TEXT SHOWN:
* Start *

The concern of whether I have enough bottles at bottling time has been
alleviated via a little spreadsheet I made. Once in a while we do an
inventory to make sure the numbers remain accurate. Some day I might
transform that into a database. Currently we have enough bottles for
2.34078125 five-gallon batches :-)
LOL! Nice list. Your #1 ought to be the first to go, however. Once
there's alcohol in the fermenter (2nd day, nice CO2 blanket on top of
the beer) you're pretty much protected, so you can relax and go have a
homebrew!
Your #2: Perhaps a trick or two I learned may help you. Keep a cheap
trigger-type sprayer bottle filled with distilled water next to the
stove. When foam begins to threaten to take over the world, spray that
back down quickly with the sprayer. Second, once things are to the point
that the hops are in and I can stop slowly stirring the wort,I'll put
the cover on and leave about an inch gap to one side. If I step away too
far or for too long, I'll hear sphtttttt sphtttttTTTT and I'll run back
to see the heavy boil ONLY on the gap's side and wort beginning to spurt
out and just running over. Move the lid gap frequently to keep this from
happening. I monitor from a kitchen chair not far from the range, so
I've managed to learn to relax, have a homebrew. (note the recurring
theme?)
#3 Day 5 in the bottle: "Hmmm. I can only imagine what this is going to
taste like in two weeks. The guy who said he created this one called it
Golden Elixer and said it was really really tasty! Hmmm. Well, it *did*
ferment really well, and five days is not **that**much less than a week
. . . . and I primed with DME . . . . . hmmmmmm I wonder what it's gonna
taste like . . . . . in a couple more days . . . . . hmmmmmm."

* End *

PROMPT 1:
Please answer these questions about the homebrewing text, one line each:
(a) How many five-gallon batches are there currently enough bottles for?
(b) What is kept filled with distilled water next to the stove?
(c) How wide a gap is left when the cover goes on?
PROMPT 2: Reproduce the part of the homebrewing text that begins at the words "The concern of" and ends after the words "five-gallon batches :-)".

DATA EXCERPT:
* Start *

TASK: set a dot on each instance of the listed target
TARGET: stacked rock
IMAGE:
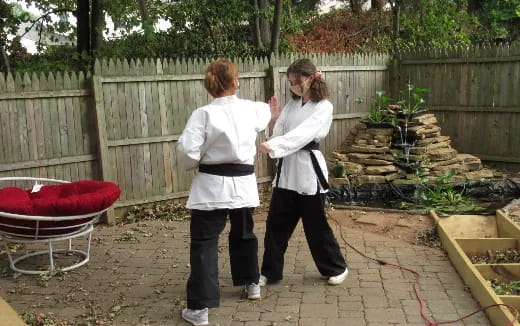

* End *

FINISHED ANSWER 1:
(a) 2.34078125
(b) A cheap trigger-type sprayer bottle
(c) About an inch

FINISHED ANSWER 2:
The concern of whether I have enough bottles at bottling time has been
alleviated via a little spreadsheet I made. Once in a while we do an
inventory to make sure the numbers remain accurate. Some day I might
transform that into a database. Currently we have enough bottles for
2.34078125 five-gallon batches :-)